Brief 1: Summarize the Sharjah Biennial 15 article in two sentences.
Brief 2: Write the next part of the Sharjah Biennial 15 article, picking up after its last sentence.

--- Reading passage ---

Sharjah Biennial 15: Thinking Historically in the Present
Over 150 Artists and Collectives for Sharjah Biennial 15 Bridging Past and Present Narratives
Conceived by Okwui Enwezor ( who passed in 2019) and curated by Sharjah Art Foundation Director Hoor Al Qasimi, Sharjah Biennial 15: Thinking Historically in the Present reflects on Enwezor’s visionary work, which transformed contemporary art and established an ambitious project that has influenced the evolution of institutions and biennials all over the world. Hoor Al Qasimi interprets the titular proposal by the late thinker to critically centre the past with a modern context adopting a working methodology that privileges the role of intuition.
In his New York Times obituary for Enwezor, art critic Jason Farago called him the “curator who remapped the art world” for his ability to challenge the status quo and give exposure to previously unheard voices — something SB15 celebrates and further examines. With a display of more than 300 works of art, including 70 new ones, along with a varied program of performance, music, and video, and new venues. Today we share some highlights from this incredible haven for cultural and artistic practice.
Dala Nasser
Dala Nasser (b. Tyre, Lebanon) is an interdisciplinary artist working primarily with painting and film. Her work examines the urgent need to account for dramatic environmental change, centering her practice around materiality and process, producing works that respond to their physical, and contextual components, evolving autonomously over time. She received her BFA in Painting from UCL Slade School of Fine Arts, awards include Boise Travel Scholarship, Sursock Museum's 32nd Salon D'automne Emerging Artist Prize. Selected exhibitions include Surface work at Victoria Miro, The Pain of Others at Ghebaly Gallery.

--- Collected data ---

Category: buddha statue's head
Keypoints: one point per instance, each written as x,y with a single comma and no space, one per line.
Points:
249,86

---

Task output 1: Sharjah Biennial 15: Thinking Historically in the Present was conceived by Okwui Enwezor, who passed in 2019, and curated by Hoor Al Qasimi, and it reflects on the work of a curator whom Jason Farago called the "curator who remapped the art world." The biennial presents more than 300 works of art, including 70 new ones, along with performance, music, video and new venues, and its highlights include Dala Nasser, an interdisciplinary artist whose painting and film examine dramatic environmental change.

Task output 2:
Richard Bartholomew
Richard Bartholomew's photographs (the 1950s to the 1980s) of himself and his artist friends, are acclaimed as part of the who's who of Modern Indian Art. Created for the Sharjah Biennale by his son Pablo, a dialogue with his father many years after his death, reflecting on each other work and finding something beyond a simple game of mirrors and sometimes blurs; who is the maker of the image, the father or the son?
Annalee Davis Plants Healing Garden
In her work she explores how colonialism and slavery changed landscapes, and how disalienation can be achieved through craft and planting. Her garden becomes both a repose for the soul and for communities as well as a living apothecary of healing plants.
Annalee Davis‘ hybrid practice is as a visual artist, cultural activist, and writer. Her work sits at the intersection of biography and history, focusing on post-plantation economies by engaging with a particular landscape of Barbados. Her studio, located on a working dairy farm operated historically as a 17th-century sugarcane plantation and offers a critical context for her work. Drawing, walking, making (bush) teas, and growing living apothecaries, Davis’ practice suggests future strategies for repair and thriving while investigating the role of botanicals and living plots as ancestral sites of refusal, counter-knowledge, community, and healing.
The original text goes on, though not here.